# [STATED GOAL]
Pull out each line of the material below that contains the string "roof". Matches must have the same letter case.

(Region labeling records)

────────────────────────────────────────

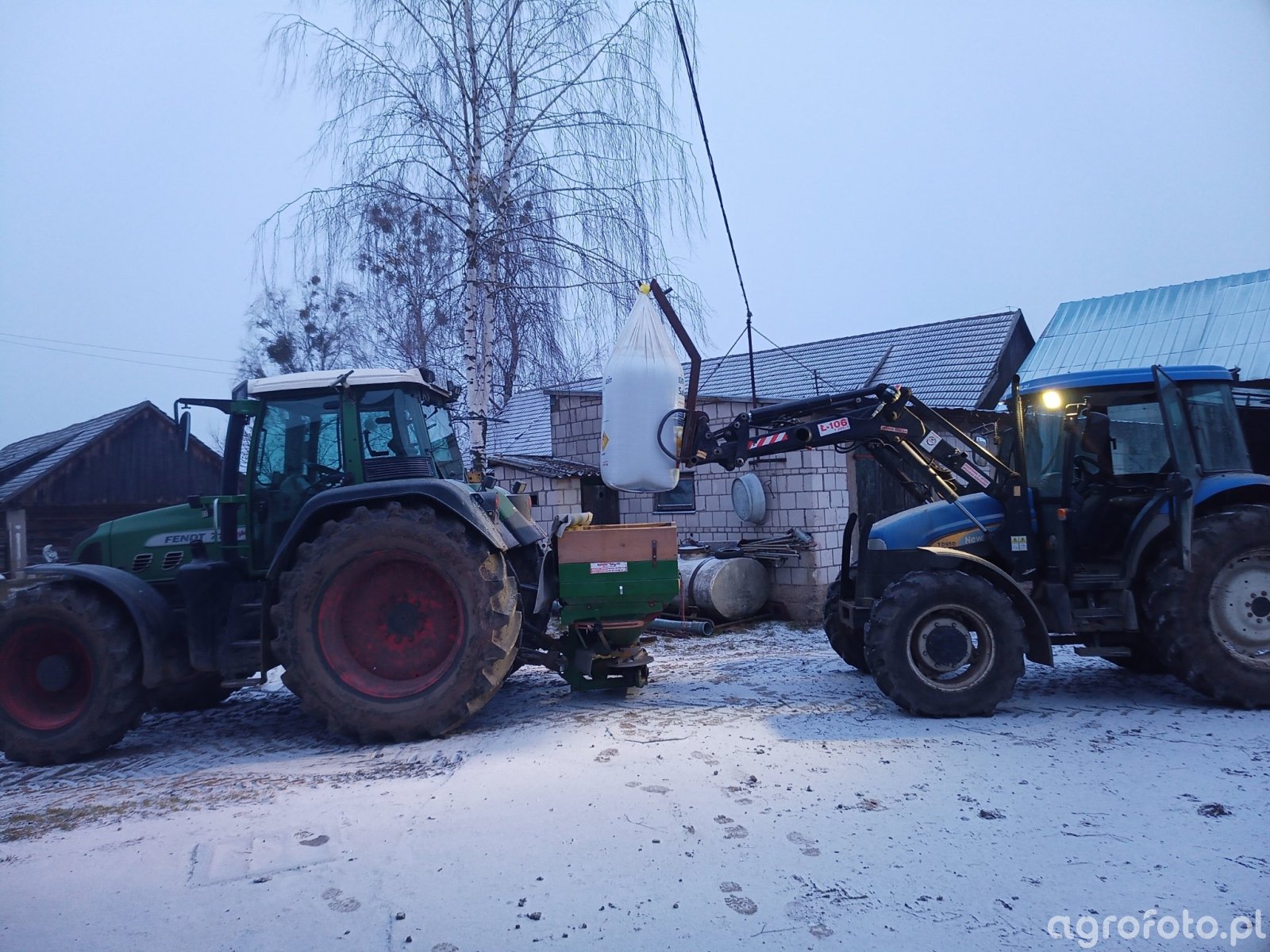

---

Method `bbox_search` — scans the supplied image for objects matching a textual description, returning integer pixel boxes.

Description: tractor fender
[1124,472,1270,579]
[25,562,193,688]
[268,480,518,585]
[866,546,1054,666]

────────────────────────────────────────

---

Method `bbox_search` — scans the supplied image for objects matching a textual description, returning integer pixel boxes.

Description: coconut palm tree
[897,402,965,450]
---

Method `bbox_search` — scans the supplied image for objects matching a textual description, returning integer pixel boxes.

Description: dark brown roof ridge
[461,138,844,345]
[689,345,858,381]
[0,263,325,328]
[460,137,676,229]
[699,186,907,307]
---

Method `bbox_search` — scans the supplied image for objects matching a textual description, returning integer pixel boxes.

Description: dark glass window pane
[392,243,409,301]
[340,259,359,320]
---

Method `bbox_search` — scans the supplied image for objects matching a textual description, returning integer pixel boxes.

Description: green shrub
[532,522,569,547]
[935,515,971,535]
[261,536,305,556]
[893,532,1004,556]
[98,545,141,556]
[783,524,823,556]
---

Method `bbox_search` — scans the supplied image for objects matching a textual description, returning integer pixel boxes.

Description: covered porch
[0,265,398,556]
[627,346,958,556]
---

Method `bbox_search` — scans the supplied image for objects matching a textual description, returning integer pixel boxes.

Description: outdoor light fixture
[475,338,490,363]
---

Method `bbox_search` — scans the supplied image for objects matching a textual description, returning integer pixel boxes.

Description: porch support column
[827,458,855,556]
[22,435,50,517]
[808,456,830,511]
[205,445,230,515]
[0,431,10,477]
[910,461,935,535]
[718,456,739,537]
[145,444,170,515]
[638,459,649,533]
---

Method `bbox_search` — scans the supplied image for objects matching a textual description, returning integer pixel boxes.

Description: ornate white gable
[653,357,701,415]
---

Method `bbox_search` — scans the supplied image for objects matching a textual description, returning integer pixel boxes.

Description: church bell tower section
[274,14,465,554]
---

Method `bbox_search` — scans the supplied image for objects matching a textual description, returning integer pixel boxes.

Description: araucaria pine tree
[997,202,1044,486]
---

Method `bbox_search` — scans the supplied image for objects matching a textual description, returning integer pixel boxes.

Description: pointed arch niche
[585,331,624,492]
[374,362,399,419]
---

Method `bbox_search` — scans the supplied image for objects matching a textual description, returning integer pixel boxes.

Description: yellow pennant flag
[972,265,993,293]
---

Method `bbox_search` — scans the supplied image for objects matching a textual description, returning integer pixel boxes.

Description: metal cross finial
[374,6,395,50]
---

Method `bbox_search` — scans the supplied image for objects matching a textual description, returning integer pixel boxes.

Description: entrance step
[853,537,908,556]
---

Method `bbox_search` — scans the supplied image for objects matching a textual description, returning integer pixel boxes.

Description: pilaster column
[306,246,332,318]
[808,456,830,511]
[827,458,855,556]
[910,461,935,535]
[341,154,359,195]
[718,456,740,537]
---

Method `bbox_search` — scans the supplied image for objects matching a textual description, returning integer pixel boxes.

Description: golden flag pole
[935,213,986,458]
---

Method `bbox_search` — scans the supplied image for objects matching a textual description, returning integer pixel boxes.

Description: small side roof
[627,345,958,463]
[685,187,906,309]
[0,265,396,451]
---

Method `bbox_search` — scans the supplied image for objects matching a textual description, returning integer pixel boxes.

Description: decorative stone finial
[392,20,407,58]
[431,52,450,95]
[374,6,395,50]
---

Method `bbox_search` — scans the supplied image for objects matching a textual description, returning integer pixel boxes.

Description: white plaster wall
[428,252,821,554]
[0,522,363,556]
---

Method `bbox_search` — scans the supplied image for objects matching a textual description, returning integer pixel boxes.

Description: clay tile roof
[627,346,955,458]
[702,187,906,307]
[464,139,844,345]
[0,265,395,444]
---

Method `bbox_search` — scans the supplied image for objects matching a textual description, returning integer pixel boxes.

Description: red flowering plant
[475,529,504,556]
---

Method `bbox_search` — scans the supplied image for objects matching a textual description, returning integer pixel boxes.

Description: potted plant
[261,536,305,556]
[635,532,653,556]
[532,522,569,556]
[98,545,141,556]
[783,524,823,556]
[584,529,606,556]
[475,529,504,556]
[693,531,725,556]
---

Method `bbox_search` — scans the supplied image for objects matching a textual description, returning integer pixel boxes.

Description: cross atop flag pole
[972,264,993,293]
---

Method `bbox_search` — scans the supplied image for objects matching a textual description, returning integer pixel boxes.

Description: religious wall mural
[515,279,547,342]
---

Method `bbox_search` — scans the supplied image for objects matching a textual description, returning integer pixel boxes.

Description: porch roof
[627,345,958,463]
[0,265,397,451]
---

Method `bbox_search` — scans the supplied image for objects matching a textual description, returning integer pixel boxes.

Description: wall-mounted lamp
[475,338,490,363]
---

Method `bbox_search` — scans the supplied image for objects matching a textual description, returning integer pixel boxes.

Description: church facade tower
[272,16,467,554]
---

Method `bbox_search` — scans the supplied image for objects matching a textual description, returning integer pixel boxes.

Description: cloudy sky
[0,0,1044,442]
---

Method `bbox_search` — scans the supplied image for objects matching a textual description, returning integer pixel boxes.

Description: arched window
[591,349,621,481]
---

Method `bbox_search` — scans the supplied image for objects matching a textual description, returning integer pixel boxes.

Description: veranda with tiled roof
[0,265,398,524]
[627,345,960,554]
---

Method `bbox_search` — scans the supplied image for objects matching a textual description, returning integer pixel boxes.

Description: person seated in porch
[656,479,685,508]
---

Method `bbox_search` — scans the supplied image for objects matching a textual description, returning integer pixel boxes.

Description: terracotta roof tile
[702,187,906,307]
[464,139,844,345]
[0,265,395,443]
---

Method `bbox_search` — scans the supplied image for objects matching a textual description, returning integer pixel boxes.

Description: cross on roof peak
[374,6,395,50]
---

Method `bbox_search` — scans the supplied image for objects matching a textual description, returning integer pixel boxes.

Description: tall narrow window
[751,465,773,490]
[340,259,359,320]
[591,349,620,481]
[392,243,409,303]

────────────────────────────────────────

# [FINISHED TASK]
Description: dark brown roof ridge
Description: small side roof
Description: clay tile roof
Description: porch roof
Description: veranda with tiled roof
Description: terracotta roof tile
Description: cross on roof peak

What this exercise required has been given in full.